Point-based annotation data:
◆ ◆ ◆ ◆
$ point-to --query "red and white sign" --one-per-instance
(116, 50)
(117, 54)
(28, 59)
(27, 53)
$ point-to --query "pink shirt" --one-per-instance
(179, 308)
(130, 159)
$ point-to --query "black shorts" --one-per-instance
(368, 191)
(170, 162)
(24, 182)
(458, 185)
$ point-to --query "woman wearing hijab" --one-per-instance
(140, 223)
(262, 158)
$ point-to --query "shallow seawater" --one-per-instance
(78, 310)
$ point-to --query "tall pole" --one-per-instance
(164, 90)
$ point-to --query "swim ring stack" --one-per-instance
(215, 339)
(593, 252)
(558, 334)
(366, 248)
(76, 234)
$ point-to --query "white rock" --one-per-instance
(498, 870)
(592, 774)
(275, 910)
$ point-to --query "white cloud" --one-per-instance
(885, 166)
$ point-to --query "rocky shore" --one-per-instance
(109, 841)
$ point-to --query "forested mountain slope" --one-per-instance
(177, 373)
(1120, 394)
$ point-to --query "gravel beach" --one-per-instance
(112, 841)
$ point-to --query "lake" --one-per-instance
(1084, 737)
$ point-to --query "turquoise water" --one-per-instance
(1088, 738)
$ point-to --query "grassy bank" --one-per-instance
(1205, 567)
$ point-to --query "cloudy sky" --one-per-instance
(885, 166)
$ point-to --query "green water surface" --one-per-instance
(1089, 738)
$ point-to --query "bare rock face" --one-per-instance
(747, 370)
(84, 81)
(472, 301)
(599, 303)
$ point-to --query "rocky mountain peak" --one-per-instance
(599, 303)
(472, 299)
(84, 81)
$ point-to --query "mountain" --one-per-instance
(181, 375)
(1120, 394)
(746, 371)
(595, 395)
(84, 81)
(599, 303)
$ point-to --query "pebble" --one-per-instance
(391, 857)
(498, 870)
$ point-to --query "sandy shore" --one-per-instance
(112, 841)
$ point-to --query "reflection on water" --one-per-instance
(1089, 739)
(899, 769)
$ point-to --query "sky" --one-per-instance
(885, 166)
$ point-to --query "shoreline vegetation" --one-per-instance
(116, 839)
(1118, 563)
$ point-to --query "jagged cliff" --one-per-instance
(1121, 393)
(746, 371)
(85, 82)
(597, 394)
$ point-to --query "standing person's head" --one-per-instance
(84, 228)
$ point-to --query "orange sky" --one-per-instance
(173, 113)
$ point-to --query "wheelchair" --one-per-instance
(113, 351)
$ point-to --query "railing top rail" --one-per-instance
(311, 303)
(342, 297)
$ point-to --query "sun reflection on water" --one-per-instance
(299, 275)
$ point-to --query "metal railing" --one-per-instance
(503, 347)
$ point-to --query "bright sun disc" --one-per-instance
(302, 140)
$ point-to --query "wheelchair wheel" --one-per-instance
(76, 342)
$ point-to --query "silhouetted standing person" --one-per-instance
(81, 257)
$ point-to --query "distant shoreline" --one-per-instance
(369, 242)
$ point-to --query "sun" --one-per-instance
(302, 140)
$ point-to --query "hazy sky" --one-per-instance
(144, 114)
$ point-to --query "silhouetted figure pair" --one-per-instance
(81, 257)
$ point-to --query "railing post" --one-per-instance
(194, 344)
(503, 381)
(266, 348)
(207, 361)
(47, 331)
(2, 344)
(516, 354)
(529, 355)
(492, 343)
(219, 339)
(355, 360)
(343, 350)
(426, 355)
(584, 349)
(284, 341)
◆ ◆ ◆ ◆
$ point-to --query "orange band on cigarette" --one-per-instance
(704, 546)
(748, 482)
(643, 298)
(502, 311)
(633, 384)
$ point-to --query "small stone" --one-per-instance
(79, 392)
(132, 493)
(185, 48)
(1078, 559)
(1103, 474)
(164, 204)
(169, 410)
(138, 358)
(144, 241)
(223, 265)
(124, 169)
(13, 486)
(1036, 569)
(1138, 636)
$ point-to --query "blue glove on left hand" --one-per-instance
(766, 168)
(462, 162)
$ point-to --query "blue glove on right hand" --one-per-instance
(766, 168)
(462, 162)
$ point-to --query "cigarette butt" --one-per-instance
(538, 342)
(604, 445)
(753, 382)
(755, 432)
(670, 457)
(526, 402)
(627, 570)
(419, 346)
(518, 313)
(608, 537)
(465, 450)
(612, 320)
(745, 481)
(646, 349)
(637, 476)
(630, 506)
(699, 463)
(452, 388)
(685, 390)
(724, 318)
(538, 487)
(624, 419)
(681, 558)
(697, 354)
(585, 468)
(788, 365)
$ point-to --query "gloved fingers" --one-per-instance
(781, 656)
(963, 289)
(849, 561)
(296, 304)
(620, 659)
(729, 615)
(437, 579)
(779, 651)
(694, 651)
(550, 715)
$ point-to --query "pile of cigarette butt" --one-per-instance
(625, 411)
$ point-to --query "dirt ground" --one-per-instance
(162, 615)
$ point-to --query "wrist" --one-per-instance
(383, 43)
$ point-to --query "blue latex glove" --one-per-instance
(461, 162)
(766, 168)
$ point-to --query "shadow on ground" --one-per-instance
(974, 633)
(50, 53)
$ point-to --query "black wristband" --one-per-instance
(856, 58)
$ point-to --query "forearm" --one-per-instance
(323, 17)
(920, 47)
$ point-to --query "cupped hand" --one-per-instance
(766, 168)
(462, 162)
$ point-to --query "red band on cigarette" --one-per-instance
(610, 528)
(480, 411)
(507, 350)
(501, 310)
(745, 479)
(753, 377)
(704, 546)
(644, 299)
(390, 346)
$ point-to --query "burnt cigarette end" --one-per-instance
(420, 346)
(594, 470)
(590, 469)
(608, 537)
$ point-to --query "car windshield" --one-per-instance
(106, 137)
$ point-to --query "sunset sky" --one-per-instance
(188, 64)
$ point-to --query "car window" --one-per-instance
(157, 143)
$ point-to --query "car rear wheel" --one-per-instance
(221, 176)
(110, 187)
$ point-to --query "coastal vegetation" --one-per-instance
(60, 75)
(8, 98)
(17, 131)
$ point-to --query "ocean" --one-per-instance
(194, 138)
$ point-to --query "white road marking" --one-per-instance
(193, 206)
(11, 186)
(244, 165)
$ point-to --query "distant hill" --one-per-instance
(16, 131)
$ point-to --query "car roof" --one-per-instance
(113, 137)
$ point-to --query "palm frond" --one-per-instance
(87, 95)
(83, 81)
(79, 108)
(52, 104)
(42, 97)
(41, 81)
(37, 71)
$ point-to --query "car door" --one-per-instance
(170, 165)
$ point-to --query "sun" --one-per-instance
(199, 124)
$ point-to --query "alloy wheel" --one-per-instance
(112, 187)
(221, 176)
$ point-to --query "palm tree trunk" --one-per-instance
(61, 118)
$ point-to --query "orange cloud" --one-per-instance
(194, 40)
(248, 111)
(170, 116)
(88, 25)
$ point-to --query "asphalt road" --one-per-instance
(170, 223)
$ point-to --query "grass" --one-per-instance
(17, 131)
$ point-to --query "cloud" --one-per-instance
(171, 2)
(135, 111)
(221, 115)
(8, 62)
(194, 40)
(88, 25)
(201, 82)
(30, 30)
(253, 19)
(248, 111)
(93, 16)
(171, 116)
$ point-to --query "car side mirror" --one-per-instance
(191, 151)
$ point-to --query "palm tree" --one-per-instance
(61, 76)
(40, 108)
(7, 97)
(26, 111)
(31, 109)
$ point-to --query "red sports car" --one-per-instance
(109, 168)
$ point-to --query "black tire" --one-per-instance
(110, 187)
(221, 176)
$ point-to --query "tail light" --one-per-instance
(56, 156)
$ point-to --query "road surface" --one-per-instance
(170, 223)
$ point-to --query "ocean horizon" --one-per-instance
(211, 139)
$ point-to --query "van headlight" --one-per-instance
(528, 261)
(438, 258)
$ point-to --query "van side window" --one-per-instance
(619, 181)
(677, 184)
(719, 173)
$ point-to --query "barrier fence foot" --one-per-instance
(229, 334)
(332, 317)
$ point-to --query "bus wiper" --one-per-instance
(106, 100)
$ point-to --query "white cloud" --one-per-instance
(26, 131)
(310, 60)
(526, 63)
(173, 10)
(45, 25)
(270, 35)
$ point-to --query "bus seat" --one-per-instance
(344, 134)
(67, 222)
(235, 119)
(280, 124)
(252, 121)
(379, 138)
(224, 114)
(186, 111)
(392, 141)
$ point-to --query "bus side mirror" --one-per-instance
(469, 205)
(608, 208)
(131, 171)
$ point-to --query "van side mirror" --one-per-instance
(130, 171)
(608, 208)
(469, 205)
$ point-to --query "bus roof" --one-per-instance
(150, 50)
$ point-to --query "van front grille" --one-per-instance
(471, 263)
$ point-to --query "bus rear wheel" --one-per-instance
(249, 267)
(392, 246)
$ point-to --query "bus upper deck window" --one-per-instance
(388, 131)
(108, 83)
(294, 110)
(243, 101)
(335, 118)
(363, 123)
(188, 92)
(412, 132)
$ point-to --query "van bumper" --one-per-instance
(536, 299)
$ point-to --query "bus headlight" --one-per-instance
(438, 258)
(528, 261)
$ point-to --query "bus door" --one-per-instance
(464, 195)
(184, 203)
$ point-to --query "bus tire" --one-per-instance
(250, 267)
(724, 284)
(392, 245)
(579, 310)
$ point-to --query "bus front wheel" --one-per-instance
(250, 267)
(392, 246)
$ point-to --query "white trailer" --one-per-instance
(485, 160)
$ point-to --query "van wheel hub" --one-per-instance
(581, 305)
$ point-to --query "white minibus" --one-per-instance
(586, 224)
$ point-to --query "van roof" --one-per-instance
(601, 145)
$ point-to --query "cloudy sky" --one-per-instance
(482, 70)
◆ ◆ ◆ ◆
• **The task**: Return every line of the rows that contains the string "tire".

• **Response for this exercise**:
$ point-to --query "black tire" --one-per-instance
$ point-to --query "bus tire" --one-per-instance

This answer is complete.